If Galen wrote little about women, it is in part because the majority of female patients would have been treated primarily by women healers. Most women received medical care from other women. We know about the activities of female providers—midwives, physicians, and folk healers—only indirectly. Women were involved in a range of medical practices, but none penned treatises that have survived or had prestigious careers that were documented in the literature beyond a passing reference. Nor did female patients record details of the treatments they received. Today much of what we know about ancient midwives and female physicians comes from funerary inscriptions or from accounts written by male medical authors such as Galen and the second-century physician Soranus of Ephesus.
Historians note that the paucity of documentation is not unique to the story of female care providers; except for the most elite practitioners, the activities of most ancient male physicians also went unrecorded. But sexism was a factor too.
Extant evidence makes it clear that women did practice medicine in the ancient world, yet these same sources raise questions about the type of care female providers delivered. The terms for “midwife” and “female physician”—obstetrix and medica (and their Greek equivalents maia and iatrinē)—seem to have overlapping and imprecise meanings.
Some midwives may have treated women beyond pregnancy and childbirth, while a few female physicians may have also cared for male patients. An inscription dedicated to the first-century-BCE female healer Antiochis of Tlos (herself the daughter of a doctor) by the citizens of that city, alongside a now-lost statue, suggests a position of greater esteem and prominence than a plaque inscribed to the midwife Flavia Sabina dedicated by her husband. Honored or humble, female healers operated on a different wavelength from male physicians.
When Galen describes the midwives whom he encounters in his practice, the competitiveness and hostility typically unleashed on his male rivals is wholly absent. In fact, Galen even presented his theoretical treatise on the anatomy of the womb to a midwife, a rare example of a text with a female readership in mind. We know that Galen worked with female care providers in a hands-on way as well: when describing the midwives assisting with Boetheus’s wife, he even praised them as “the best in the city” and wrote of the lead provider, “I knew her to be very good.” While male doctors were in the majority and women were limited in their practice, female healers were an essential part of the ancient medical world.
Galen’s favorable words about midwives and his engagement with them in cases notwithstanding, women healers were considered subordinate to male physicians (perhaps the very reason for the doctor’s lack of hostility since he did not consider them to actually be his peers). In the tale of Boethus’s wife, despite her excellent midwives, Galen ultimately takes charge. Soranus, author of Gynecology, also explains that while a midwife may oversee a birth, she should do so under the supervision of a doctor, who should take over the moment a complication arises. And, despite the occasional textual or epigraphic clue that a rare female healer may have conducted an expanded medical practice, most women practitioners cared only for other women.
────────────────
Problem 1: Could you print the passage on women healers from "Extant evidence makes" up to and including "and imprecise meanings."?
Problem 2: Which Latin and Greek terms for "midwife" and "female physician" does the passage on women healers give?

Raw data:
────────────────
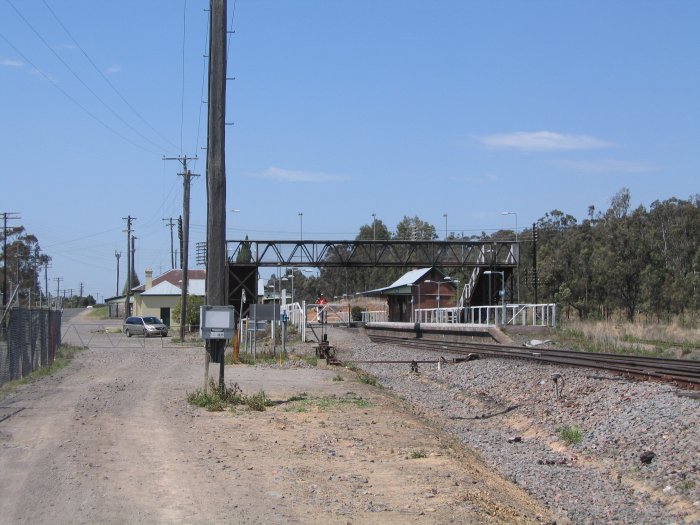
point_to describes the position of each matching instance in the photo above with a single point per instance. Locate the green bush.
(570, 434)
────────────────
Exercise answer 1:
Extant evidence makes it clear that women did practice medicine in the ancient world, yet these same sources raise questions about the type of care female providers delivered. The terms for “midwife” and “female physician”—obstetrix and medica (and their Greek equivalents maia and iatrinē)—seem to have overlapping and imprecise meanings.

Exercise answer 2: obstetrix, medica, maia, iatrinē